_Work to complete_. Turn the rows below into a JSON list of strings, one string per line, leaving out blank lines. Begin at the line that has "the green grass" and stop after the line that has "[385,263,405,295]".

_Given records_.
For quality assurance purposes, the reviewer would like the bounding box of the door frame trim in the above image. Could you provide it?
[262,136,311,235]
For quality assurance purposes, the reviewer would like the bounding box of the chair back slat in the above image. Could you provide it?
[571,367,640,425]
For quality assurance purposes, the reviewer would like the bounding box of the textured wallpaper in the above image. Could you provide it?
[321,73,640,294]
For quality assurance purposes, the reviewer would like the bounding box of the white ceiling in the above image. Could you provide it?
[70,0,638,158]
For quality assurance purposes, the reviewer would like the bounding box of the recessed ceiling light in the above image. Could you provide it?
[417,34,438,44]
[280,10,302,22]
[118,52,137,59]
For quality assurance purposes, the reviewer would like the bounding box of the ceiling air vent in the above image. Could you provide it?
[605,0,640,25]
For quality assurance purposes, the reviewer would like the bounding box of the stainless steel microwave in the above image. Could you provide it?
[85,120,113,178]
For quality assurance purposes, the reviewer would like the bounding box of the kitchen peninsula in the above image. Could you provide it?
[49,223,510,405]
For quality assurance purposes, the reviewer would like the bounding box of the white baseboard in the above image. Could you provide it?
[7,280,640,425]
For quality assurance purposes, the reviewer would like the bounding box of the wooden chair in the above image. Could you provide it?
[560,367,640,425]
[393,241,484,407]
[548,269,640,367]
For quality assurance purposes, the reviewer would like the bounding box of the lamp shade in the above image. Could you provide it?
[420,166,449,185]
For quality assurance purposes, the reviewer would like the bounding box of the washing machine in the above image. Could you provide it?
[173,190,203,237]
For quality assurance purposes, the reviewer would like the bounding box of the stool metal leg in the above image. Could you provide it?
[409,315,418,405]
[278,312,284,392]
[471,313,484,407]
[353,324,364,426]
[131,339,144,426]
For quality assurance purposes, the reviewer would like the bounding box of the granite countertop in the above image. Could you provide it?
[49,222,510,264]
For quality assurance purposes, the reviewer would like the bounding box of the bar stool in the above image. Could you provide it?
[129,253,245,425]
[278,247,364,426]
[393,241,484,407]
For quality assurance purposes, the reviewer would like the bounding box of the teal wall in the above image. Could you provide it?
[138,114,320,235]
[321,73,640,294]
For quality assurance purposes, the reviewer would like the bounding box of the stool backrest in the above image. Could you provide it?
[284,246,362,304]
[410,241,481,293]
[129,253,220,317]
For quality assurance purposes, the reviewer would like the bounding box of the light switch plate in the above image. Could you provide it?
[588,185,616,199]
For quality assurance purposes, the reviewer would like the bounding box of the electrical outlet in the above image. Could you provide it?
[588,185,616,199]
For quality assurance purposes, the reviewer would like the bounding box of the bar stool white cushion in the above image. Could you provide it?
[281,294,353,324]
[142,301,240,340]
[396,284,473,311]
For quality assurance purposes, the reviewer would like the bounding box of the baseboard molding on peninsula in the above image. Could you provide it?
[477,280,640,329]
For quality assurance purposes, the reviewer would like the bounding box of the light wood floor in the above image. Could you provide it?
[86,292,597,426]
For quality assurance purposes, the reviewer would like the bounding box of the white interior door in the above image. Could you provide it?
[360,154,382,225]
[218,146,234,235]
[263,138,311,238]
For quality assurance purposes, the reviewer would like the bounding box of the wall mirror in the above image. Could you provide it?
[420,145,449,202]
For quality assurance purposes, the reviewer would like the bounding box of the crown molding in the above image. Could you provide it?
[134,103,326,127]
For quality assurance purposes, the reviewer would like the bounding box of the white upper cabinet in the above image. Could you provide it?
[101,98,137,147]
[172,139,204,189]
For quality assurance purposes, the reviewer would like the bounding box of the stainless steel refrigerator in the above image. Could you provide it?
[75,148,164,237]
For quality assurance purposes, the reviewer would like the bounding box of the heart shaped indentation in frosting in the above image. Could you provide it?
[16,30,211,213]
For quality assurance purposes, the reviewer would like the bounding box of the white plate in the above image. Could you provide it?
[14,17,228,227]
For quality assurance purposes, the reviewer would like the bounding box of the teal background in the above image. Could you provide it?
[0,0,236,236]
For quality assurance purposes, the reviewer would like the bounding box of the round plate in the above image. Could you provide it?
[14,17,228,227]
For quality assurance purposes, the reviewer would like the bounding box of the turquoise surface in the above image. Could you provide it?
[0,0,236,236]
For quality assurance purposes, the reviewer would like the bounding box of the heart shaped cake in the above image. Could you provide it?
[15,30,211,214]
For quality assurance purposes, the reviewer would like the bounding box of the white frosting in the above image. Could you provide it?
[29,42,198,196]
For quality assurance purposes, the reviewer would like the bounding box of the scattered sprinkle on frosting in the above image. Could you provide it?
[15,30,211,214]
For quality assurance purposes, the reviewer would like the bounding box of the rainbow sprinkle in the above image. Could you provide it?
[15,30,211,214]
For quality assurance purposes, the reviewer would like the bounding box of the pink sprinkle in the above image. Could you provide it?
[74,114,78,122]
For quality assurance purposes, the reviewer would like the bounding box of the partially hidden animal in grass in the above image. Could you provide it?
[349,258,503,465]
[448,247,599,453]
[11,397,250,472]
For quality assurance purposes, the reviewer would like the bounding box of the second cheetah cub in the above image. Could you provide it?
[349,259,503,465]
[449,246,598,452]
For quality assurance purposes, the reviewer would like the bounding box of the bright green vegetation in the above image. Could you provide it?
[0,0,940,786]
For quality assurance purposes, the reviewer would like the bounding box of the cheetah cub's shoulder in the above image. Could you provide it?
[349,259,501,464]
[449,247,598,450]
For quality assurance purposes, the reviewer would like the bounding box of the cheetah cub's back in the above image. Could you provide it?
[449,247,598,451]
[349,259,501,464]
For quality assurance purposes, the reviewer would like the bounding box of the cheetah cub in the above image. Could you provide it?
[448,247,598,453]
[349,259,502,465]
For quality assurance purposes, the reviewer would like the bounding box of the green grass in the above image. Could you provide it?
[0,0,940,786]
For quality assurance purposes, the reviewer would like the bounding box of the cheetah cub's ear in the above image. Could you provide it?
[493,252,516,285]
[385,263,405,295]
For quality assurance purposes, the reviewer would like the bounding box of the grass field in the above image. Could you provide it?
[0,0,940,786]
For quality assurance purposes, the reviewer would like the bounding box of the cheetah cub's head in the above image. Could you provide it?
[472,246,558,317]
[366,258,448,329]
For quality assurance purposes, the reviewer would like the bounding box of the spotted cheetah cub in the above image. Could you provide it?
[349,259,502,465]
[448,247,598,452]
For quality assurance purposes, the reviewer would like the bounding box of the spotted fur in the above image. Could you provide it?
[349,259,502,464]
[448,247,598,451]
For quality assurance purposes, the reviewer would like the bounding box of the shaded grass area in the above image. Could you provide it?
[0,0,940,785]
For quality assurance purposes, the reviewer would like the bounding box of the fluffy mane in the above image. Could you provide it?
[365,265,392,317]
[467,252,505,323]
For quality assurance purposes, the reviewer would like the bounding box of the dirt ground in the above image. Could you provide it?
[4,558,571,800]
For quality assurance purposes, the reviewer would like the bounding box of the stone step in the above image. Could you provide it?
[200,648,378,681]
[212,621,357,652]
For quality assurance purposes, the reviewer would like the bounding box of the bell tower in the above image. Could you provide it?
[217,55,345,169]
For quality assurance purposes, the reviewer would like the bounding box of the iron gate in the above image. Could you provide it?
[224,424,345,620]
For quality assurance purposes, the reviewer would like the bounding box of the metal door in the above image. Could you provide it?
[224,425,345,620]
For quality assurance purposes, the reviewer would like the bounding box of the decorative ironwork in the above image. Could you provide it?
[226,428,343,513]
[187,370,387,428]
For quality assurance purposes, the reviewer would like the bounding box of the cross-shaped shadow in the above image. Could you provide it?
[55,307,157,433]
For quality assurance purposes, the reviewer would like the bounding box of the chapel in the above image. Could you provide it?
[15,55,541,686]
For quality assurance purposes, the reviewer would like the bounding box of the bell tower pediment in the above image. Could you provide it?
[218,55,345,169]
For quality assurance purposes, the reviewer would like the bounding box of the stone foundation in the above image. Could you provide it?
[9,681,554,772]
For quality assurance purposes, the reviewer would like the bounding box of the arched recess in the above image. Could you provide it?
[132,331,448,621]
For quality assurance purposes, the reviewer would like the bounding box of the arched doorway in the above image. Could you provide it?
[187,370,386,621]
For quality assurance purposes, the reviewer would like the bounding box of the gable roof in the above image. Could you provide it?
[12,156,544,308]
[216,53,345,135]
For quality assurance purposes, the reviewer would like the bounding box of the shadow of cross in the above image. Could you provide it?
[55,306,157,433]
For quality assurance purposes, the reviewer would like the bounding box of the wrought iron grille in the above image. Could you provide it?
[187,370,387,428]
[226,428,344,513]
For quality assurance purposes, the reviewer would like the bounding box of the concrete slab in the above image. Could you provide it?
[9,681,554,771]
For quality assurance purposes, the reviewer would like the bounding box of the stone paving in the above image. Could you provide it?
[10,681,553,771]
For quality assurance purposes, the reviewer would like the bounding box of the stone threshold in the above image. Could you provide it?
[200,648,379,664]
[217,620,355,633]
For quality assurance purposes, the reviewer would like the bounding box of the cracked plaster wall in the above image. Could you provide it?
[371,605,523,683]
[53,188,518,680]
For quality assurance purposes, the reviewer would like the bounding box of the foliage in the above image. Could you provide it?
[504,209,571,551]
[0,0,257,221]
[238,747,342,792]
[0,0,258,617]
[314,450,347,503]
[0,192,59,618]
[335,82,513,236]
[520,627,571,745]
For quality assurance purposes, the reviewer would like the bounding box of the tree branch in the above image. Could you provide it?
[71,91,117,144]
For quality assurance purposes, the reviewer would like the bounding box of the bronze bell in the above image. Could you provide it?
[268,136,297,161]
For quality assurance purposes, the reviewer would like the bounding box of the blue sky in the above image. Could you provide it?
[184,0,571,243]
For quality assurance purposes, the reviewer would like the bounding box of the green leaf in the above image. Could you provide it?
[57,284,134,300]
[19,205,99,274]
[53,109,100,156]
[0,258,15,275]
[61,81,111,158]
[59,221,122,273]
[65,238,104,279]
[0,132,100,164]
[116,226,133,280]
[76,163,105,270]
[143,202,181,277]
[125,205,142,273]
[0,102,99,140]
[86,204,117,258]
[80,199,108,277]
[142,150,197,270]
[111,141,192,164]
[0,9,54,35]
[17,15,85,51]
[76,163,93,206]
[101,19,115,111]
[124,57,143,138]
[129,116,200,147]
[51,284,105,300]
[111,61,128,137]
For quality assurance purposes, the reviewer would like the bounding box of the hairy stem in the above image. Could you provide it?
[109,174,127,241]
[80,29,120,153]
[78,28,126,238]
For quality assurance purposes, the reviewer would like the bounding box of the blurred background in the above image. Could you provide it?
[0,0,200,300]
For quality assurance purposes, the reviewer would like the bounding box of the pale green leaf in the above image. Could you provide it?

_Output for this exercise_.
[
  "For quality assurance purposes, the reviewer would like the bounding box of the green grass in the above image. Could you provide it?",
  "[0,0,940,786]",
  "For quality assurance purposes, the reviewer would like the bounding box of the cheetah cub's ear in the above image. Could you provide it?",
  "[493,252,516,285]",
  "[385,263,405,295]"
]